■ **WORK INSTRUCTIONS**
In exact form, please repeat the records from their opening line down to the line with "give the outline of every instance of the yellow bamboo", including that line.

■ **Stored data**
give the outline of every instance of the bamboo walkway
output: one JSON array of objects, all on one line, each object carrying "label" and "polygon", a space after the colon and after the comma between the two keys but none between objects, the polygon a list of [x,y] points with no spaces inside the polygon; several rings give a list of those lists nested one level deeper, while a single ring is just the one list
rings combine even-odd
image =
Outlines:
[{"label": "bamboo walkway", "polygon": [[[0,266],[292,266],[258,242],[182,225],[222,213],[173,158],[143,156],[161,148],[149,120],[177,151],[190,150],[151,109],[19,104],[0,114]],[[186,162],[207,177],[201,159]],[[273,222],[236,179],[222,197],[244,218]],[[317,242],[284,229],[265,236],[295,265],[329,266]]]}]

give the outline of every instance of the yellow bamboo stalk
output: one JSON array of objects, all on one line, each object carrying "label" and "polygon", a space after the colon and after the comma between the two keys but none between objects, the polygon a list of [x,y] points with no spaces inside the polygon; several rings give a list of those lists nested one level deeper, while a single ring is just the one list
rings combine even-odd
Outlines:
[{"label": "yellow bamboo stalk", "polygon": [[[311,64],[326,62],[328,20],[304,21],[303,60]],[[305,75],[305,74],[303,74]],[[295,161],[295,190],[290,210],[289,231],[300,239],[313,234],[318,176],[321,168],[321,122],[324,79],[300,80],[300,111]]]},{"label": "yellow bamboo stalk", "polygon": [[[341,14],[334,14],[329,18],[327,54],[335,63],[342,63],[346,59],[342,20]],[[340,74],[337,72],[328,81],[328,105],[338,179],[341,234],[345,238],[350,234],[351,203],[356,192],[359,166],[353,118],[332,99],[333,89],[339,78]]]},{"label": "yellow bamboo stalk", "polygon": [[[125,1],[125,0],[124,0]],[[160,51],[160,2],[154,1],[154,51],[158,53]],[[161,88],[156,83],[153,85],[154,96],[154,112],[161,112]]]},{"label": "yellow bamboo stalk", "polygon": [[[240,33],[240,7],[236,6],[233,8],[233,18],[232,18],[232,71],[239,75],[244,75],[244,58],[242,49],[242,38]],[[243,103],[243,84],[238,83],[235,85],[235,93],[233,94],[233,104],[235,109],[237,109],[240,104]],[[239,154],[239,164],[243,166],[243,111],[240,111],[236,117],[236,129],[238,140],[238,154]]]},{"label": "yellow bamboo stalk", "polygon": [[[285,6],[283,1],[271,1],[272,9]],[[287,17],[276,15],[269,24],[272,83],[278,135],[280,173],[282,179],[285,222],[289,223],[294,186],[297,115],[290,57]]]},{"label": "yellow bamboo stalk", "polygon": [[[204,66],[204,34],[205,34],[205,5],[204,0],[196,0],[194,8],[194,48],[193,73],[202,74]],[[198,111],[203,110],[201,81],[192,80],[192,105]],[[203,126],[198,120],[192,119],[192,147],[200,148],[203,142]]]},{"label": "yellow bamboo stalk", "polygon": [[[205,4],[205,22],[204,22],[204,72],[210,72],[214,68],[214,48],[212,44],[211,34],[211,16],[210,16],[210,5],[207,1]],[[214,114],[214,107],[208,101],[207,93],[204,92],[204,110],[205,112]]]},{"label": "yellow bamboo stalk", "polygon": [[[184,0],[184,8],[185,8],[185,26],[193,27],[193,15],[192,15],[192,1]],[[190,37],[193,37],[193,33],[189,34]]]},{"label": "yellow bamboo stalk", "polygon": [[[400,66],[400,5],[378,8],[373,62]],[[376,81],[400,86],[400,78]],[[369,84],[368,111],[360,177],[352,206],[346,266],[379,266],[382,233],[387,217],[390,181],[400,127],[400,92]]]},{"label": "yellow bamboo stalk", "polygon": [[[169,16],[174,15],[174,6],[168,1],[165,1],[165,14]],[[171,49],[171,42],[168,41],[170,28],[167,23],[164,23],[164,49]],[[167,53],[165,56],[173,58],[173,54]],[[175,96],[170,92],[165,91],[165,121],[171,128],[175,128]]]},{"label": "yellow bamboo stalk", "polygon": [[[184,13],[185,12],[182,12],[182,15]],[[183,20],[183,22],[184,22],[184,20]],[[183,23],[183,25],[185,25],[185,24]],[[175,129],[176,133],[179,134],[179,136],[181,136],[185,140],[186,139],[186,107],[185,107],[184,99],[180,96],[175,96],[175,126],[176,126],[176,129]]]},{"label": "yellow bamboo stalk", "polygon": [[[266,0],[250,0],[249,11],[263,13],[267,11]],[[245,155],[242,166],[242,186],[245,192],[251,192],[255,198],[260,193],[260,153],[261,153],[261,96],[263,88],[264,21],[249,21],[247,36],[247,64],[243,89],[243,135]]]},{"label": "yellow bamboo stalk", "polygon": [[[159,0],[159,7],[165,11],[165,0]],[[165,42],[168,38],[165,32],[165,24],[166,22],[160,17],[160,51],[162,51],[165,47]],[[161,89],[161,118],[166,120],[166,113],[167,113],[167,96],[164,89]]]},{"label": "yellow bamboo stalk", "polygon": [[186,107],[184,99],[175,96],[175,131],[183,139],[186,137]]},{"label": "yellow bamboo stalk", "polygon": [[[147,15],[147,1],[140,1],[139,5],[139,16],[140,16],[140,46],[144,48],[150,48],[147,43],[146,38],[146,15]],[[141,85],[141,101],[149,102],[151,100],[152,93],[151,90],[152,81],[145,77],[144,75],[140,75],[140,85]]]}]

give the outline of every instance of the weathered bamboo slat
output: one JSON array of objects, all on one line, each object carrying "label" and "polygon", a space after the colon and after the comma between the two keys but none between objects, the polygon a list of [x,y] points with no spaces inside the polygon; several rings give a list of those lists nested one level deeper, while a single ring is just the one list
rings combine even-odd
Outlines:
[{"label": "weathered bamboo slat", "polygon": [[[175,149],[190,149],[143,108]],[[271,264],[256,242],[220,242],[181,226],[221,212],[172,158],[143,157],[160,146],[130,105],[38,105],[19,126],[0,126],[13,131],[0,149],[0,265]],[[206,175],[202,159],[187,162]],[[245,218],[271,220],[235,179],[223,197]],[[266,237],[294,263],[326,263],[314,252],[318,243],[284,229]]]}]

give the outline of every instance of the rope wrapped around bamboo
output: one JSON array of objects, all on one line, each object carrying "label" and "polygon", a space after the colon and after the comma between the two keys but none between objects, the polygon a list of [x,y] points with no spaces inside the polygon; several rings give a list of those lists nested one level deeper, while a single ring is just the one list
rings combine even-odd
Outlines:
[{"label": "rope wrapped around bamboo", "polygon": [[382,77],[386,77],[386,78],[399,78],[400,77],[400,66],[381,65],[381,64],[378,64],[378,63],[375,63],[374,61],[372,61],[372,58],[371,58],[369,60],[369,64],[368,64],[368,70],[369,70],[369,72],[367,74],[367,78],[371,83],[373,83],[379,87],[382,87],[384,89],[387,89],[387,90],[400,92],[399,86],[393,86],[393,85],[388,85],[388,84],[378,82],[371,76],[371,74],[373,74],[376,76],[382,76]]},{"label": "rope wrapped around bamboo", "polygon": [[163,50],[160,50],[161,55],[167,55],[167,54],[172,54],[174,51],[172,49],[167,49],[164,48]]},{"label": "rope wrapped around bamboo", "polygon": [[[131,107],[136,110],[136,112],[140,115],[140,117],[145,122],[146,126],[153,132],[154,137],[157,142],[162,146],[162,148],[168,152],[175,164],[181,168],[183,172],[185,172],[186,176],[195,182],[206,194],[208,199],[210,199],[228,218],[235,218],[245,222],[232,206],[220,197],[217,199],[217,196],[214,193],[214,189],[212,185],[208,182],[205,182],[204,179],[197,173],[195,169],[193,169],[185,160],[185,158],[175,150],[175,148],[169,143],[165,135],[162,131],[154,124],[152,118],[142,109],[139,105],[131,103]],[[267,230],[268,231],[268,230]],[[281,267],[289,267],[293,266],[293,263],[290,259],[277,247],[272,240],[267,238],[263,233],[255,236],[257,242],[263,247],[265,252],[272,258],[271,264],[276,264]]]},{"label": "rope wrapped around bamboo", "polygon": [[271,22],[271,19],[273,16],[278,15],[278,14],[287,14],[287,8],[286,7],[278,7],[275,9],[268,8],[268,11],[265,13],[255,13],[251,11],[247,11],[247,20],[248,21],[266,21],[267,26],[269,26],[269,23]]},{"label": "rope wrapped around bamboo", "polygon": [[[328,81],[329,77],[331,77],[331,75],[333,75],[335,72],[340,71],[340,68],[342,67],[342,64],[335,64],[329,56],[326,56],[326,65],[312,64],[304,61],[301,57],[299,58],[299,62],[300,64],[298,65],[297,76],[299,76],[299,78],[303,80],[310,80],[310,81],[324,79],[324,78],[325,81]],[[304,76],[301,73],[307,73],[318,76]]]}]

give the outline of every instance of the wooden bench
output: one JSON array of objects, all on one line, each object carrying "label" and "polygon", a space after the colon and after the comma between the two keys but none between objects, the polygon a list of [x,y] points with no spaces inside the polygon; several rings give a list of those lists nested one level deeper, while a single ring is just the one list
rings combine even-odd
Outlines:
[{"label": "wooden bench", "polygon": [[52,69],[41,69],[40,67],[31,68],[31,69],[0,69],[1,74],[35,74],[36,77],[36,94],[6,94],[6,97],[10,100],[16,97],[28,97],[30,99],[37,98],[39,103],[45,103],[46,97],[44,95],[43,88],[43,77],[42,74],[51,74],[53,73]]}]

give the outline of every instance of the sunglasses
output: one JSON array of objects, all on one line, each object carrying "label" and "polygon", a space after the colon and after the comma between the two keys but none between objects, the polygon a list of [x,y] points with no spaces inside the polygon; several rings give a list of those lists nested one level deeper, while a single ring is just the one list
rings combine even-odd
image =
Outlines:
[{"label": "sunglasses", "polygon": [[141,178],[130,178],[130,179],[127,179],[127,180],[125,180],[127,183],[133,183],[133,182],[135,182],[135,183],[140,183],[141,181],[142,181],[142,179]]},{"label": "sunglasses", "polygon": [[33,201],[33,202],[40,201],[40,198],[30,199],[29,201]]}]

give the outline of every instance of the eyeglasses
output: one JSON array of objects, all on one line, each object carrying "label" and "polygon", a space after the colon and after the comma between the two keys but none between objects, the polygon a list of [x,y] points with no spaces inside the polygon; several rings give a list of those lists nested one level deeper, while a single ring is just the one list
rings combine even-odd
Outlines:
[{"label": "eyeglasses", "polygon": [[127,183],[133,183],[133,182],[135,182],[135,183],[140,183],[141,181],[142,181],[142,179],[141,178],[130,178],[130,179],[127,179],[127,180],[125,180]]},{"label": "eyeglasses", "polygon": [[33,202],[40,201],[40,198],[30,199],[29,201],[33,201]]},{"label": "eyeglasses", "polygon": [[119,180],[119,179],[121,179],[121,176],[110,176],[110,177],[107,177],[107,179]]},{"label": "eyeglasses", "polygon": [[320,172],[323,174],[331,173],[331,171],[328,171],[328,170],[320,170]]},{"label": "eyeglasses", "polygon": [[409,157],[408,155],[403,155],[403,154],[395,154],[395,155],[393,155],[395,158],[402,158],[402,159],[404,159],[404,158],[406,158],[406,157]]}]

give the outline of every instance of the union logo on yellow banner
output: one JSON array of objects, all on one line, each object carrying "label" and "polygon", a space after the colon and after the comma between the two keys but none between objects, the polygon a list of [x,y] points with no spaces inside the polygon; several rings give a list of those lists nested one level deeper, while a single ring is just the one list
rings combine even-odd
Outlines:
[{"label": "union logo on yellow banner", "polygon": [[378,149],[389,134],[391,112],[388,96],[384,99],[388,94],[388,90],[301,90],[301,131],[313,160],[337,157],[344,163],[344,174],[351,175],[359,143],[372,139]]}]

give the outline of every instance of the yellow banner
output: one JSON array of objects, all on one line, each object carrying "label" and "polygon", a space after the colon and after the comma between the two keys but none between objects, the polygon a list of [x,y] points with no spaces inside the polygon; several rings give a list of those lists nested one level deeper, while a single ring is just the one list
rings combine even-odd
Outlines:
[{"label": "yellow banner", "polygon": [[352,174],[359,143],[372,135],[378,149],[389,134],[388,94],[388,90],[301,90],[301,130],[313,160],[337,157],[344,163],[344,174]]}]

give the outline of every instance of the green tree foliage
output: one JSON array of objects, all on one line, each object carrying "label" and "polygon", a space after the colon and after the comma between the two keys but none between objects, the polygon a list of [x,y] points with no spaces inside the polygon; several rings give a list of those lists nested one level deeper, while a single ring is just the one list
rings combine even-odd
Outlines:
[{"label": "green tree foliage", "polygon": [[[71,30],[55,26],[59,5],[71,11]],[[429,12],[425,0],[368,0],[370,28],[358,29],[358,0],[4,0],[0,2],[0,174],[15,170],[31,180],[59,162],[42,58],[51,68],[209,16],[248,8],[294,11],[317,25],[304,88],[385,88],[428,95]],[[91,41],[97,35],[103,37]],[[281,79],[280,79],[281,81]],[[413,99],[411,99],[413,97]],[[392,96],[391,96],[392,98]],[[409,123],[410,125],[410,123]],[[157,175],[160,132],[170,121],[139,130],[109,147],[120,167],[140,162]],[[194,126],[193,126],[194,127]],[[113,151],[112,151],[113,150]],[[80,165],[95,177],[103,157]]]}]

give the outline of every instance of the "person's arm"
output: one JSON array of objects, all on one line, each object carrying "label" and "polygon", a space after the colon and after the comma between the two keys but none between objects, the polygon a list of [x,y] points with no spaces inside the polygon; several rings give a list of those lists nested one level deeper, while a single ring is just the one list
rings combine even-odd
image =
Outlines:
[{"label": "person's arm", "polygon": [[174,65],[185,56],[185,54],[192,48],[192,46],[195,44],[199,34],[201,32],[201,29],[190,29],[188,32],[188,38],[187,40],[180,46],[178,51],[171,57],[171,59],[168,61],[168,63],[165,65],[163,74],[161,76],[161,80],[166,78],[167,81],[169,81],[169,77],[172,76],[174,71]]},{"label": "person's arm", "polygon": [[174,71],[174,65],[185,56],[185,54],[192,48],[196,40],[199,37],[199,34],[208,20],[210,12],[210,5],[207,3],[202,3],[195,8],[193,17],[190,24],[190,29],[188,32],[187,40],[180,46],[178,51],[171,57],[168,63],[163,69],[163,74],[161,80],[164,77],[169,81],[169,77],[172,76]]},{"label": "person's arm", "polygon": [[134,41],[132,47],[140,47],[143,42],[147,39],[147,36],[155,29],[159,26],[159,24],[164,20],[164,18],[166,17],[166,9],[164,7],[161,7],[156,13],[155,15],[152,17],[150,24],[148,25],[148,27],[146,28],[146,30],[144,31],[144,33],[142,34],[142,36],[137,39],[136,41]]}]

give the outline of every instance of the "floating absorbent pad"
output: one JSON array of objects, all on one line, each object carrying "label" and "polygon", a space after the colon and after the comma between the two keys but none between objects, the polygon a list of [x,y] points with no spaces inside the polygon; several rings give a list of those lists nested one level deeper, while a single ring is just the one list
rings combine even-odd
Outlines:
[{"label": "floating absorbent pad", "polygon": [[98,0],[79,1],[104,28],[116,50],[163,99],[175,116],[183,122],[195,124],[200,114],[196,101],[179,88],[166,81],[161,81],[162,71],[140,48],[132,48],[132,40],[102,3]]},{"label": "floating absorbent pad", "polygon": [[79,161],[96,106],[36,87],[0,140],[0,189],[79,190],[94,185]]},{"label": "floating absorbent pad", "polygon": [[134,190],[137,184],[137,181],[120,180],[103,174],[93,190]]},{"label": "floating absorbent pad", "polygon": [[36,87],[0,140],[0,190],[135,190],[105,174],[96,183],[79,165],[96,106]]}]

■ **RESPONSE AREA**
give the outline of every instance of the bamboo walkway
output: one JSON array of objects, all on one line, each object carrying "label" and "polygon", a space after the colon and after the comma between the two keys but none between objects, the polygon a list of [x,y] points with no spaces inside the polygon; several rings give a list of those lists nested one level deeper, while a single ring is just the one list
rings combine even-odd
image =
Outlines:
[{"label": "bamboo walkway", "polygon": [[[0,266],[292,266],[258,242],[182,225],[222,213],[173,158],[143,156],[161,148],[149,120],[177,151],[190,150],[151,109],[19,104],[0,114]],[[186,162],[207,177],[201,159]],[[273,222],[236,179],[222,197],[244,218]],[[317,242],[284,229],[265,236],[295,265],[329,266]]]}]

give the outline of every instance of the yellow bamboo stalk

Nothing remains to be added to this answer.